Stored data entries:
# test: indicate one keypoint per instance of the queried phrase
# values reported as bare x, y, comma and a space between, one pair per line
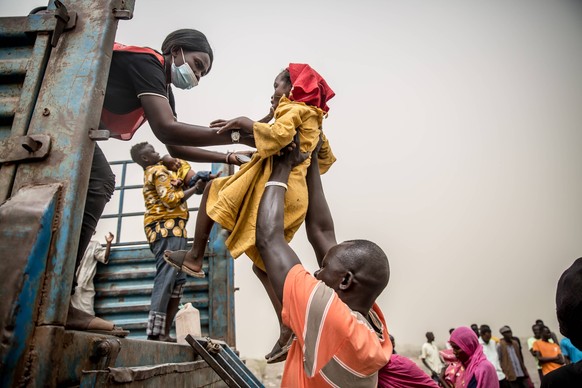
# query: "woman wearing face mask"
138, 90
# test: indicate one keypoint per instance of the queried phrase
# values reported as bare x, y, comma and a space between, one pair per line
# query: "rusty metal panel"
62, 78
26, 228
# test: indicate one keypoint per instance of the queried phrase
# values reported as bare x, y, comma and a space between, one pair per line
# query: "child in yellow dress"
299, 104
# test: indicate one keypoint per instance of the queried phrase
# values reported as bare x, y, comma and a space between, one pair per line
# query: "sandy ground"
270, 375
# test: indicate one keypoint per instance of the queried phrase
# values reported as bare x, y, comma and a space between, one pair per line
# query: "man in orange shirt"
340, 337
548, 354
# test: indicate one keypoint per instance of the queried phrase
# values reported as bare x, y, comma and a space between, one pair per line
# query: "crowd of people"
502, 358
332, 332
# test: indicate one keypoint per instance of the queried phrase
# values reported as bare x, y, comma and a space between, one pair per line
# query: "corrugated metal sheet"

Instructions to follow: Every line above is to be written out unchanged, with the pictures omitted.

Response:
# test: indicate one keypoint per instance of the queried phrase
# values reported as bare x, y, comma and a space between, one pair per line
# query: "woman wearing face mask"
138, 90
# test: indicate one keypoint per instance of the queried phrase
# values reported as bare x, y, comma and a space between, one pair per line
# query: "rusty metal panel"
62, 78
26, 228
# test: indicate one keypoint per instance of the queried phrase
# values reported as bare x, y, comma and a space between, one pair per line
# query: "child in yellow dress"
299, 104
# test: indicate one keypoint per instance of the queried phrase
# values reported as bare x, y, comma and a space between, one pair per line
# query: "sandy ground"
270, 375
# test: indicate one keypoint per instance of the queried phrase
# values reported as bare x, y, comma and a space between, one pair per line
# query: "man in orange shirt"
340, 337
548, 354
# test: indicate one keypoint per instance of the queried phrase
# values reported as bare x, y, comma and a space between, one pair per line
# query: "crowd of people"
502, 358
332, 332
# test: indicate one keypoint per instance of the queried phrase
# values reported as bare x, y, comma and a space between, one pair per line
# query: "corrugated metal sheet"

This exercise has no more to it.